> Objective
Continue the forum review of the Creative GigaWorks ProGamer G500 PC speakers from the point where it stops.

> Quoted text
· · · ·

# PC speakers: creative labs g500



## Doom_Machine (Jun 26, 2005)

creative labs gigaworks progamer g500 pc speakers

Comparing speakers can be difficult without side by side listening so i'm going from memory based on all other system's ive heard over the years.
i went to bestbuy and just wasnt in the mood for comparison shopping or running here or there so i picked out the best they had for around $250, it rang up as $79 for some reason and if i kept my mouth when asked if it was the correct price i'd likely have them for that but the question caught me off guard.
No matter how good the marketing is, small speakers are just never going to compare to larger speakers for the same power output ***cough..bose..cough*** you have to move air and 3 inch speakers are just tweeters so manufactures use higher frequency in subwoofers to make up for what the small speakers cant handle, this makes the bass muddy or boomy sounding or they may use bi direction speakers to make the sound more filling with some creative crossover tweaking.***cough..accoustimass..cough*** These are THX certified but THX certification doesnt really mean much but at least its a certification of something unlike others in both home and pc speakers. ***cough..bose..cough*** darn itchy throat
i'll also point out that many consumers dont have trained ears for judging speakers properly nor can i so its always best to read professional reviews on any sound system before you buy.

The package was somewhat heavy for its size with most of the weight being the subwoofer as it should which is a good sign cuz you will want a heavy dense enclosure to help prevent harmonic vibration (assuming thats the correct word). Everything was packaged very well with adequate protection from handling damage. As with many pc speakers all wiring and screws were included as well as short speaker stands but no extra's. setting it up was as easy as i think it could probably get without being wireless, maybe 10 minutes setup time depending on how you have to run your wires. The wiring is rather cluttery looking so it would help to have a rug or something to cover them if their laying on the floor. My Surround satalites wires run up the wall so white would have been a much better color for the wire sheeth.
The controller is wired which sucks and has basic function such as volume/mute/power/headphone plug in...other than that its worthless and is just one more wire to look at.

· · · ·

> Provided material
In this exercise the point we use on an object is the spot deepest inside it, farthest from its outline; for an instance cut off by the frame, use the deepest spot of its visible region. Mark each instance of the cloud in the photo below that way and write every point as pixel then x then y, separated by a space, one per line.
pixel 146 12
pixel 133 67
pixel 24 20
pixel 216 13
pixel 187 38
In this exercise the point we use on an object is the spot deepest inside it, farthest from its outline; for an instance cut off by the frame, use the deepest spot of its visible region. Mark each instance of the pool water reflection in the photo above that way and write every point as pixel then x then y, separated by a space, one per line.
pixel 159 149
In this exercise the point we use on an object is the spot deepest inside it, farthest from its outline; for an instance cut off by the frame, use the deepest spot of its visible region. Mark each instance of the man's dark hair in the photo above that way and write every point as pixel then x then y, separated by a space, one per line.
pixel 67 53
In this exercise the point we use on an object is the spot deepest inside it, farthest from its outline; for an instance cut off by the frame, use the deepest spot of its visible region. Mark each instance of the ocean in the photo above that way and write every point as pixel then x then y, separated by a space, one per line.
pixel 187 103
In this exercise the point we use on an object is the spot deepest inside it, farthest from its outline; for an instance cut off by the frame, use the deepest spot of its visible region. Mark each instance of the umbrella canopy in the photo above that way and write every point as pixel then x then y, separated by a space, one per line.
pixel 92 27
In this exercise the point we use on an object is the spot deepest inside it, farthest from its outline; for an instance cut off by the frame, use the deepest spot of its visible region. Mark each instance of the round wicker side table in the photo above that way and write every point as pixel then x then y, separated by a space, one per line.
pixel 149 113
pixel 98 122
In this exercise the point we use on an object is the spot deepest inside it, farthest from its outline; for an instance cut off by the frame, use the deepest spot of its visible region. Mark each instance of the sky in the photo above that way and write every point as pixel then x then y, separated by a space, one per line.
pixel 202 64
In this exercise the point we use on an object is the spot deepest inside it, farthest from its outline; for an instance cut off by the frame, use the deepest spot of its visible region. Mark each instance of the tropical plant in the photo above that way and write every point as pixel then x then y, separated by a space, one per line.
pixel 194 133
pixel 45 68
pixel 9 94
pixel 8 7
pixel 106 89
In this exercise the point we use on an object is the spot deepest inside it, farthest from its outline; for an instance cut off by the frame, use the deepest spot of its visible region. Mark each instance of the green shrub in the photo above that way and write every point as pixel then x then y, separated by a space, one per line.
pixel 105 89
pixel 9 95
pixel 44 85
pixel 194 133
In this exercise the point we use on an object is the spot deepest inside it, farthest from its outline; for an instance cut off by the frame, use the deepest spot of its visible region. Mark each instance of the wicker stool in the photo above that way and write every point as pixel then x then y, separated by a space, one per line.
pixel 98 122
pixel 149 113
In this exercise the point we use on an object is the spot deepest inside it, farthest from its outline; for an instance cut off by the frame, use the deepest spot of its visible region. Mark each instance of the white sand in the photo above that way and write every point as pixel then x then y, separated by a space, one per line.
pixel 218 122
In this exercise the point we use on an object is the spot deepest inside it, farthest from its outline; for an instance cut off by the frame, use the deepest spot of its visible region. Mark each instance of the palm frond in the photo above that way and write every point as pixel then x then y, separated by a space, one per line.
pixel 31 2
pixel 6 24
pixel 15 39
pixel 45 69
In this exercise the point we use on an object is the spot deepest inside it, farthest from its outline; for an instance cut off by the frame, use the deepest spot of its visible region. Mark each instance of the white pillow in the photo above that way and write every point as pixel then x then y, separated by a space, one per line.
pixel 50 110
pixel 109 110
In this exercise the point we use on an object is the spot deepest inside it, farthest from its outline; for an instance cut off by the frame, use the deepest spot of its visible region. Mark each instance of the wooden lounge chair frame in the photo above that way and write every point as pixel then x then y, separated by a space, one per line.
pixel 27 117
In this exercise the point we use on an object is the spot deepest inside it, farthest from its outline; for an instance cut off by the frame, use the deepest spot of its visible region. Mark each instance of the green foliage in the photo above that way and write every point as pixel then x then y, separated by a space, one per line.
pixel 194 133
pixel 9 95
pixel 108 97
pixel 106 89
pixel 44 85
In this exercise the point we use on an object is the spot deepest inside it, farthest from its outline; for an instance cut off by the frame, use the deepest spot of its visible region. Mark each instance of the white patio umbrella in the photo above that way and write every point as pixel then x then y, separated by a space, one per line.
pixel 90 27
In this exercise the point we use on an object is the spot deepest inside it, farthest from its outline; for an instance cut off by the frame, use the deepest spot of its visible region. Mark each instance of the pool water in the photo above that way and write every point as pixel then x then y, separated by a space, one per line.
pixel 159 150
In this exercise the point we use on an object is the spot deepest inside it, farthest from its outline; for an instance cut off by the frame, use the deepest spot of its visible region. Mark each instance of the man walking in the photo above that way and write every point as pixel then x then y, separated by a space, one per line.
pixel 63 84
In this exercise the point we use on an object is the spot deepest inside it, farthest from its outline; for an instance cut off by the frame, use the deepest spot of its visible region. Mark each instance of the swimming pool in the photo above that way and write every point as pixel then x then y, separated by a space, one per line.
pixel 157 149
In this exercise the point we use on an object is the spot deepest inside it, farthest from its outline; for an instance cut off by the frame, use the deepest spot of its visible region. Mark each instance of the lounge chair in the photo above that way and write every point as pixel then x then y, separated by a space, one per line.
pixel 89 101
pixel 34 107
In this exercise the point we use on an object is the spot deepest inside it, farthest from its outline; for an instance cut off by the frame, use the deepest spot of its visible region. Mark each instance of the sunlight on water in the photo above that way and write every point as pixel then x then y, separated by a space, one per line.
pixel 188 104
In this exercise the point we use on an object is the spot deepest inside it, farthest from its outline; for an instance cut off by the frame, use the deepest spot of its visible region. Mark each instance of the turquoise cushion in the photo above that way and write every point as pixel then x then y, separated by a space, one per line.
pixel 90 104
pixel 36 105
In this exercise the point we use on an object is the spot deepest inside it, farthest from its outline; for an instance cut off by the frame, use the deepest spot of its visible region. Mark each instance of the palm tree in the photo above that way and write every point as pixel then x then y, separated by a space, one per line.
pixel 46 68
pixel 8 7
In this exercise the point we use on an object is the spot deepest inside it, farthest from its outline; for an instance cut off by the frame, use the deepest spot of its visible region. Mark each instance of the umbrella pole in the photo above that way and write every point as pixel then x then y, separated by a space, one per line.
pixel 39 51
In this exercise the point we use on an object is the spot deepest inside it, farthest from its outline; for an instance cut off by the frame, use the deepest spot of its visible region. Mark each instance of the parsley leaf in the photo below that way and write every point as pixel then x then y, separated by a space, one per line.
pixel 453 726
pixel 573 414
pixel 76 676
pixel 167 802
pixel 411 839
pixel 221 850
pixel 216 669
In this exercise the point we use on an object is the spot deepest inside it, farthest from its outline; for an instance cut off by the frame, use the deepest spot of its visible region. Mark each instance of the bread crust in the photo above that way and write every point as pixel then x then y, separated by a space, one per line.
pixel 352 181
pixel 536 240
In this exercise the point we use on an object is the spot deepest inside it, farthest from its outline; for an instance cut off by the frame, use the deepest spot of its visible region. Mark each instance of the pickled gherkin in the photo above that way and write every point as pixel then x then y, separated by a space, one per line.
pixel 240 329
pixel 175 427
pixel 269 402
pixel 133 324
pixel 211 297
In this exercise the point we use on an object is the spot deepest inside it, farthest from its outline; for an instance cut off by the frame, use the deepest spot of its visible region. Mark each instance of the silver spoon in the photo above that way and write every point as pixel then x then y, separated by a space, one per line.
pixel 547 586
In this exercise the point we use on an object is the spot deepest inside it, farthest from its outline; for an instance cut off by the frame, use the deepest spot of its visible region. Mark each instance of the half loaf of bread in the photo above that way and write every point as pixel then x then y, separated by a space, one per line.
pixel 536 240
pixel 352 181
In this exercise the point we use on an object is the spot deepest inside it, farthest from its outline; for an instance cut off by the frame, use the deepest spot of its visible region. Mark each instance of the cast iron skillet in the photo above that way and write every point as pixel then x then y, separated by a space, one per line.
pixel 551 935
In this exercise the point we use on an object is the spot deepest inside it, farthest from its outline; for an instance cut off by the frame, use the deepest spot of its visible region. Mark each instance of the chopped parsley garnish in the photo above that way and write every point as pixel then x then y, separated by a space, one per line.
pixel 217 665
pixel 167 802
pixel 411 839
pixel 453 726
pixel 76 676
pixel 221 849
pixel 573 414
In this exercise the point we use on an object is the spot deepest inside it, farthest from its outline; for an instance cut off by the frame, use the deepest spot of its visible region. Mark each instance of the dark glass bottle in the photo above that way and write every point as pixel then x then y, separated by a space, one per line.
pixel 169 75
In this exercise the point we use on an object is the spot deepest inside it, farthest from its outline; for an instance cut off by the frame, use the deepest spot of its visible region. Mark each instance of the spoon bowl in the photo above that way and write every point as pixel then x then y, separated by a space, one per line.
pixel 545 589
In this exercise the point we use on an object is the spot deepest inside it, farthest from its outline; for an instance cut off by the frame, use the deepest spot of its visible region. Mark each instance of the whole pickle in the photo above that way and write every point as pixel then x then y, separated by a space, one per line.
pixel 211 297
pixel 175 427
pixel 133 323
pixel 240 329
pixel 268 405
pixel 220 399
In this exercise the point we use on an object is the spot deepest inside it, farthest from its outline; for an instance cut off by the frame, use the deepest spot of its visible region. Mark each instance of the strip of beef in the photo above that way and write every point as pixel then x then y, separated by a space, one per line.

· · · ·

> Response for this exercise
The grill on each satalite is removable but looks worse with it off, its not the prettiest speaker set but ive seen worse.***klipsch..cough***. Each satalite has a port hole for bass and is stuffed with dampening material.The enclosure for the satalites is plastic but doesnt feel too cheap, i also cant feel that much vibration on the outside which is good. The grill on the subwoofer enclosure shouldve been made stronger and is metal mesh like the satalites but an accidental kick or push your computer chair against it and i can see it being dented easily, a likely scenerio if you have kids. The subs enclosure is wood with a plasticy like coating but definitly wont be scratch resistant as i found out with my older klipsch sub. Like the satalites it has rubber feet on the bottom and seems quite stationary on carpet. My biggest gripe is that the stand for the center speaker wont work cuz the screw doesnt fit in the stands hole which is too small, a major mistake on the design if you ask me and theres just no way to do it without some dremel modification unless there was one screw with a slightly smaller head that i mistakenly put on one of my other speakers but i'm sure there wasnt.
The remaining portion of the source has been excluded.